> [YOUR TASK]: In the forum thread below, how long does the first post say PaulCypert has lived in Southeast Asia?

> [SELECTED TEXT]:
START
# New From Bangkok, Thailand :)



## PaulCypert (Jul 23, 2011)

Hey yall,
Texas native but been living in Southeast Asia for the last 6+ years. Recently started going to a range here in Bangkok and am loving it. My friends are all mad that I discovered archery over here and am not hunting with them back home, but that's how it goes sometimes. I'll mostly be shooting paper and hopefully some 3D in the future when I get better (they actually have that here). 

Only problem is bows and arrows and stuff are a bit expensive. Not too bad, but still I wish I was buying things back home LOL. 

Paul


----------



## Double S (Mar 30, 2008)

Welcome to AT.


----------



## Dthbyhoyt (Dec 4, 2004)

:welcome: 2 ArcheryTalk


----------



## Tim Roberts (Jul 13, 2002)

Paul.


----------



## rycountryboy (Feb 21, 2008)

*:welcome: to AT*


----------



## 12RingKing (Jun 22, 2009)

Welcome to AT! Enjoy the site!


----------



## Random Child (Nov 18, 2009)

Welcome to AT. My brother and his family live in Bangkok as well. Nice to know there's a range in the area.


----------



## bushmasterar15 (Oct 23, 2004)

Welcome to Archery Talk.


----------



## PaulCypert (Jul 23, 2011)

Random Child contact me if they need help getting to it ever. It's not too far out of town and everyone there is super nice. Even if you can't speak Thai can be up and running there in no time.


----------
END
> [DATA SEGMENT]:
START
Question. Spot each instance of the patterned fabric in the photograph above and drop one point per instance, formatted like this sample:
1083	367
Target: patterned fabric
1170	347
END
> [TASK RESPONSE]: More than six years.